# Start of Document excerpt
[erlang-questions] Twoorl: an open source Twitter clone
Lev Walkin
vlm@REDACTED
Wed Jun 4 18:45:28 CEST 2008
Steve Davis wrote:
> On Jun 4, 10:12 am, Lev Walkin <v...@REDACTED> wrote:
>> ... yet, with relaxed ACID properties, making it much more scalable.
>
> The level to which I disagree with your conclusion here is quite
> profound! I see a large-scale future of lost messages, data
> corruption, file replication and synchronization issues, and
> *downtime* for the FS approach.
>
> The raw FS solution
Who talks about _raw_ FS solution? You are? I am certainly not.
> IMHO will only "work" up to a point... in a sense
> the FS suggestion parallels (but is not the same as) MySQL's early and
> conscious sacrifice of referential integrity for performance (InnoDB
> does not resolve this btw, for those that know the issues with MySQL).
> This decision at MySQL has resulted in numerous high-profile scaling
> issues for many services that committed to MySQL for their persistence
> needs. Twitter isn't a good example of this kind of failure - it
> shouldn't have been using the RDBMS at all in the way that it did.
>
> All in all, the fundamental application scope of Twitter simply
> *screams* Message Queue at me. I'm not sure why the "experts" that
> Twitter have scavenged from IBM and Google haven't come to that
> conclusion also. Since Twitter have appeared to commit to a FS
> approach, I guess we'll have to see if future history proves me
> incorrect :)
# End of Document excerpt
■ Goal of the exercise ■
Please reproduce the mailing-list post above word for word, starting at "[erlang-questions] Twoorl: an" and ending at "the FS approach.".
# Start of Dataset entries
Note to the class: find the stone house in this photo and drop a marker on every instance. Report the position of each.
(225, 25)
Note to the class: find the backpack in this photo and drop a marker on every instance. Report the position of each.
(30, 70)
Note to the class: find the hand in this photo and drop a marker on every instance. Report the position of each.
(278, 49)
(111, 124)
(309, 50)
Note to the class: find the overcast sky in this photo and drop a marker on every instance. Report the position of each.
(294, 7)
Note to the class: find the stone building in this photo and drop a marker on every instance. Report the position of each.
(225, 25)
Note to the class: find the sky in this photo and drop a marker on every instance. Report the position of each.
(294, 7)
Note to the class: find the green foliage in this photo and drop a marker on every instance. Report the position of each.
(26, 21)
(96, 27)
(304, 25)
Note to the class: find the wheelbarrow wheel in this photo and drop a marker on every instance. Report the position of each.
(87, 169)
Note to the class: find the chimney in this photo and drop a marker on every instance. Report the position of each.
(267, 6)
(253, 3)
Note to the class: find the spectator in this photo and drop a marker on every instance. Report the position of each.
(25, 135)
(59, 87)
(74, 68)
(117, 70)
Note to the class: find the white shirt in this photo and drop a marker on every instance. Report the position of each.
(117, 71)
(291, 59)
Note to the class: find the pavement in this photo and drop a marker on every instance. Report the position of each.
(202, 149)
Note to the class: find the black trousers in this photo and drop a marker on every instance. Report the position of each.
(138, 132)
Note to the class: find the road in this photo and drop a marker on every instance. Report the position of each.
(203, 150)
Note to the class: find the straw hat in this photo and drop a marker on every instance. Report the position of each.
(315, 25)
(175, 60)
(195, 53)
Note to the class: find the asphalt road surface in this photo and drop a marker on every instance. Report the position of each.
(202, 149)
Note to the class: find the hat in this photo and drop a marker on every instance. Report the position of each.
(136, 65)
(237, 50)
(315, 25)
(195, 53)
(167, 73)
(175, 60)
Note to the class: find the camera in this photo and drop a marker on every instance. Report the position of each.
# End of Dataset entries
■ Worked solution ■
[erlang-questions] Twoorl: an open source Twitter clone
Lev Walkin
vlm@REDACTED
Wed Jun 4 18:45:28 CEST 2008
Steve Davis wrote:
> On Jun 4, 10:12 am, Lev Walkin <v...@REDACTED> wrote:
>> ... yet, with relaxed ACID properties, making it much more scalable.
>
> The level to which I disagree with your conclusion here is quite
> profound! I see a large-scale future of lost messages, data
> corruption, file replication and synchronization issues, and
> *downtime* for the FS approach.